* **PASSAGE**
----
Troubleshooting Wrinkling in Pigmented Varnish

In jobs involving multiple coats and sanding between coats, pigmented conversion varnish can sometimes have a wrinkling or crinkling problem. Here, finishers try to figure out what can go wrong, and how to stop it. September 10, 2007

Question
From time to time I get crackling in ML Campbell Resistant paint. Does anyone know why that happens?

Forum Responses
(Finishing Forum)
From contributor L:
You are putting it on too thick. It has a 4-5 mil dry film thickness limit.



From contributor P:
How long after spraying does it crackle? Any chance you're over-catalyzing? Too many coats/too thick?


From the original questioner:
I put on two coats of primer, then one coat of Resistant. All looks good... but let's double check the color. Oh sh*t! They mixed the wrong color even though the label had the right color on it. Sanded and recoated, and now there's crackling paint.
----
* **DATA RECORDS**
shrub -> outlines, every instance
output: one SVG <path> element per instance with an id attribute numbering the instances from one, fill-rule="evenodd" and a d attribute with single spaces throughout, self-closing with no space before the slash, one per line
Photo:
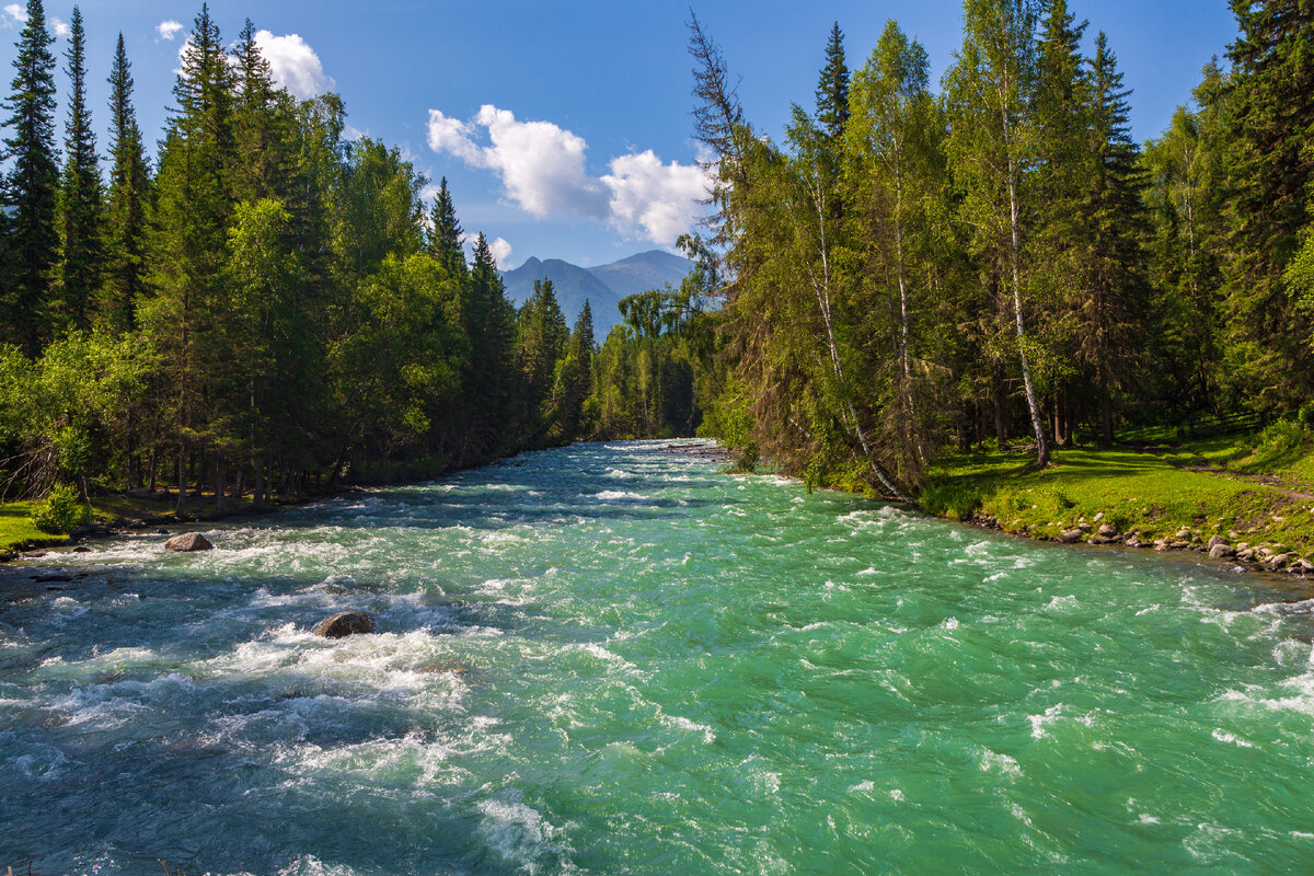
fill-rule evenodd
<path id="1" fill-rule="evenodd" d="M 1314 432 L 1314 401 L 1301 405 L 1301 410 L 1296 412 L 1296 419 L 1305 427 L 1306 432 Z"/>
<path id="2" fill-rule="evenodd" d="M 999 517 L 1005 523 L 1020 517 L 1022 512 L 1030 507 L 1031 506 L 1026 499 L 1026 494 L 1020 493 L 1018 490 L 1000 490 L 982 502 L 982 508 L 986 514 Z"/>
<path id="3" fill-rule="evenodd" d="M 50 535 L 66 535 L 87 523 L 89 514 L 75 487 L 55 485 L 32 511 L 32 524 Z"/>
<path id="4" fill-rule="evenodd" d="M 1259 433 L 1256 450 L 1265 456 L 1282 456 L 1305 445 L 1309 435 L 1296 420 L 1276 420 Z"/>
<path id="5" fill-rule="evenodd" d="M 922 490 L 917 504 L 926 514 L 953 520 L 971 520 L 982 507 L 982 494 L 978 489 L 953 483 L 932 483 Z"/>

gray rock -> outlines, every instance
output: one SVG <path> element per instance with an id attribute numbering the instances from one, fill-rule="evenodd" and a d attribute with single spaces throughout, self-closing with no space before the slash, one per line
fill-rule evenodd
<path id="1" fill-rule="evenodd" d="M 373 633 L 374 620 L 365 612 L 338 612 L 325 617 L 310 632 L 325 638 L 346 638 L 356 633 Z"/>
<path id="2" fill-rule="evenodd" d="M 1286 561 L 1288 561 L 1286 554 L 1273 554 L 1272 557 L 1264 561 L 1264 569 L 1268 569 L 1269 571 L 1276 571 L 1286 566 Z"/>
<path id="3" fill-rule="evenodd" d="M 191 553 L 193 550 L 213 550 L 214 545 L 202 536 L 200 532 L 185 532 L 181 536 L 173 536 L 164 542 L 164 550 L 173 550 L 176 553 Z"/>

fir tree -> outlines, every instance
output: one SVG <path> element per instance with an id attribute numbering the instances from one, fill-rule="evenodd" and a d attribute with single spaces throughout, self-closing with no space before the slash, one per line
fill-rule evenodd
<path id="1" fill-rule="evenodd" d="M 1280 407 L 1314 393 L 1314 322 L 1292 307 L 1282 271 L 1314 201 L 1314 5 L 1231 0 L 1227 261 L 1238 395 Z"/>
<path id="2" fill-rule="evenodd" d="M 7 273 L 5 340 L 35 356 L 49 338 L 42 305 L 59 252 L 55 211 L 59 168 L 55 162 L 54 37 L 46 30 L 41 0 L 28 0 L 28 21 L 18 35 L 9 118 L 4 126 L 9 173 L 12 238 Z"/>
<path id="3" fill-rule="evenodd" d="M 461 248 L 461 225 L 456 221 L 456 208 L 452 206 L 452 193 L 447 188 L 445 176 L 439 183 L 430 223 L 432 226 L 430 253 L 453 277 L 465 276 L 468 268 L 465 267 L 465 252 Z"/>
<path id="4" fill-rule="evenodd" d="M 133 108 L 133 72 L 118 34 L 109 74 L 109 208 L 106 264 L 101 313 L 109 327 L 126 332 L 137 326 L 137 305 L 146 290 L 146 208 L 150 176 L 142 154 L 142 133 Z"/>
<path id="5" fill-rule="evenodd" d="M 849 122 L 849 66 L 844 60 L 844 32 L 836 21 L 825 46 L 825 67 L 817 80 L 817 123 L 838 141 Z"/>
<path id="6" fill-rule="evenodd" d="M 104 267 L 101 240 L 101 180 L 96 135 L 87 108 L 85 33 L 81 11 L 74 7 L 68 33 L 68 122 L 64 134 L 64 175 L 60 186 L 60 317 L 71 328 L 91 326 L 92 296 Z"/>

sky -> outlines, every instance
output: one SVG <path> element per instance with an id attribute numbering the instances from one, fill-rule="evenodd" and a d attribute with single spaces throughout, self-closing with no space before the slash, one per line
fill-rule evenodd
----
* **INSTRUCTIONS FOR THE TASK**
Translate this sentence from the forum thread on varnish wrinkling into Spanish: "From time to time I get crackling in ML Campbell Resistant paint." The entries have nothing to do with the forum thread on varnish wrinkling.

* **OUTPUT OF THE TASK**
De vez en cuando se me agrieta la pintura ML Campbell Resistant.